◆ REQUIRED TASK
Copy the listing below word for word, keeping every line and character unchanged.

* begin PROVIDED INFORMATION *

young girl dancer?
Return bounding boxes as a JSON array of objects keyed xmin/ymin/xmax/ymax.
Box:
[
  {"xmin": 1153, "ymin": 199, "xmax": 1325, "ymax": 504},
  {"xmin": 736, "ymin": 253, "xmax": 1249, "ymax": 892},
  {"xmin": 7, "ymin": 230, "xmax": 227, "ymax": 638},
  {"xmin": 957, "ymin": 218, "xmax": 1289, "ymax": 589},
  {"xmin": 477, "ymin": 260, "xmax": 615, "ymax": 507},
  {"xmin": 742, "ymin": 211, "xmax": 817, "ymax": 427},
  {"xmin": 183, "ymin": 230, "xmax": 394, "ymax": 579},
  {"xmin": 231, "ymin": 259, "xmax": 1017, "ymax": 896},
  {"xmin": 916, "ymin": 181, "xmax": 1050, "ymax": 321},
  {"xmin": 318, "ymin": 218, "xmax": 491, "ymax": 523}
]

* end PROVIDED INFORMATION *

◆ WRITTEN SOLUTION
young girl dancer?
Return bounding boxes as a JSON array of objects keyed xmin/ymin/xmax/ymax.
Box:
[
  {"xmin": 1153, "ymin": 199, "xmax": 1325, "ymax": 504},
  {"xmin": 736, "ymin": 253, "xmax": 1249, "ymax": 892},
  {"xmin": 7, "ymin": 230, "xmax": 227, "ymax": 638},
  {"xmin": 957, "ymin": 218, "xmax": 1289, "ymax": 589},
  {"xmin": 477, "ymin": 260, "xmax": 615, "ymax": 507},
  {"xmin": 742, "ymin": 211, "xmax": 817, "ymax": 427},
  {"xmin": 183, "ymin": 230, "xmax": 394, "ymax": 579},
  {"xmin": 231, "ymin": 259, "xmax": 1017, "ymax": 896},
  {"xmin": 916, "ymin": 181, "xmax": 1050, "ymax": 321},
  {"xmin": 318, "ymin": 218, "xmax": 491, "ymax": 523}
]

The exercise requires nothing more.